◆ Goal: Locate each line in the data below that contains the word "window", treating uppercase and lowercase letters as distinct, and copy every such line in full.

>>>>

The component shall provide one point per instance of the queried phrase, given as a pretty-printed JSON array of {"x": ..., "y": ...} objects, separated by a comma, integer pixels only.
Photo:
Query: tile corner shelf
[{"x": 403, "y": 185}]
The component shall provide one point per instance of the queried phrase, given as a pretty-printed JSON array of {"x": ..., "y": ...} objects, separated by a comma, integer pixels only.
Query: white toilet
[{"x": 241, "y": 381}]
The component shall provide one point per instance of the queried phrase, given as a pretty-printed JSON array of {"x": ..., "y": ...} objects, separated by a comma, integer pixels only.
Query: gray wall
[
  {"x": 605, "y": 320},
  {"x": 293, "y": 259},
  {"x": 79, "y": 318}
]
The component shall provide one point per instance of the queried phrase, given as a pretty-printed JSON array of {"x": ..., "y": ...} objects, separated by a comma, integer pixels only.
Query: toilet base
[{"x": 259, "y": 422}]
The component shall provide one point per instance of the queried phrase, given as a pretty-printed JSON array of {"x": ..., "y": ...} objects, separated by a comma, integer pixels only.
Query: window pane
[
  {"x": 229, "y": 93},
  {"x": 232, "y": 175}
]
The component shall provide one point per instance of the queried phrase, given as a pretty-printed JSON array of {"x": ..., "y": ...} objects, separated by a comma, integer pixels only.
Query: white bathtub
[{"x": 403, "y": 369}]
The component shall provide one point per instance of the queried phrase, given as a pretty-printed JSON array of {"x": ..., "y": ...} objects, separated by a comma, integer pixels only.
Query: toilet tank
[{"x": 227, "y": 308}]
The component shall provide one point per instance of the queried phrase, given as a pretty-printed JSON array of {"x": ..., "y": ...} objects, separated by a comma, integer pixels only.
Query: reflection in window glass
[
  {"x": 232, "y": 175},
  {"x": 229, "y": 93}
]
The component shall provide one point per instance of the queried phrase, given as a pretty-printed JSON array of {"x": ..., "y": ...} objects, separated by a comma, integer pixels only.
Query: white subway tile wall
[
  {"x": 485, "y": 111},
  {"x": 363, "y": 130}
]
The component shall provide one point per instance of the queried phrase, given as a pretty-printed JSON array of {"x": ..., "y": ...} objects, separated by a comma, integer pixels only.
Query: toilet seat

<<<<

◆ Solved exercise:
Query: window pane
Query: reflection in window glass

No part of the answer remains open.